The problem - Emit a verbatim copy of the lines running from the line with "of the rocky" through the end of the material below.

Provided information -
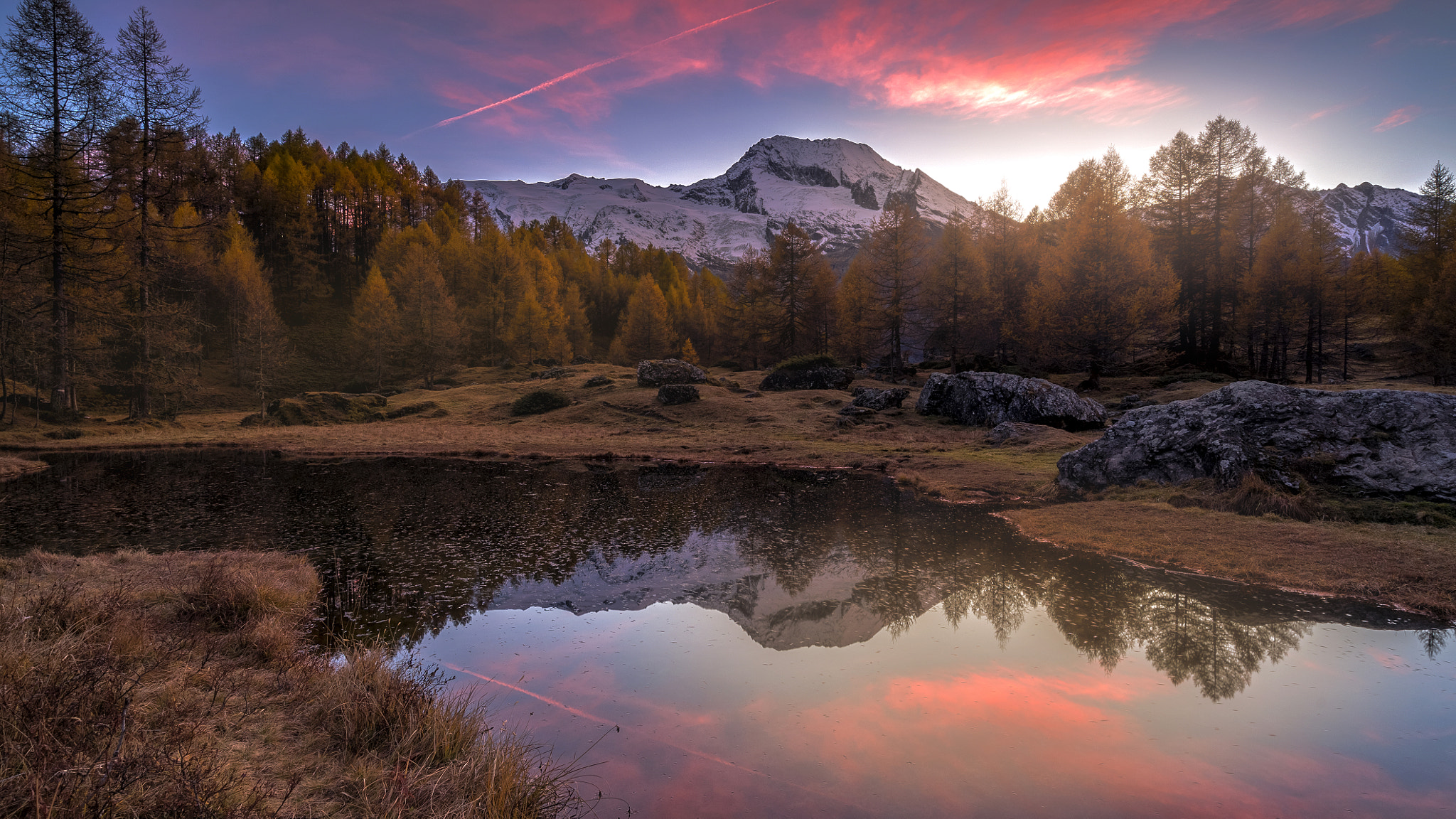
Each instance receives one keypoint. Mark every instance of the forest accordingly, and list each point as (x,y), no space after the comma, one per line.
(141,254)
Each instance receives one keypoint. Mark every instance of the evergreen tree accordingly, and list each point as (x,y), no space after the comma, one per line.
(162,101)
(896,257)
(956,291)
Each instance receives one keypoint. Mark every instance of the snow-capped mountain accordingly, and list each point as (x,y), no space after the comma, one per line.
(830,188)
(1369,218)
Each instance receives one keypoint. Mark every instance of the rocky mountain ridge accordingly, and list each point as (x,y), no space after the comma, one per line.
(830,188)
(833,190)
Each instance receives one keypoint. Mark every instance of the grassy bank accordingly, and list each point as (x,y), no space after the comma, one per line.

Answer area -
Each instance receives one keypoint. Mark every instance of the rocky mountain ridge accordingly, and list each point as (x,y), no space after the comma, one per line.
(830,188)
(833,190)
Each instance receives one keypoint. Mark every instance of the grassy bank accordingly, and list each point as (x,y), no space after the comma, one per line.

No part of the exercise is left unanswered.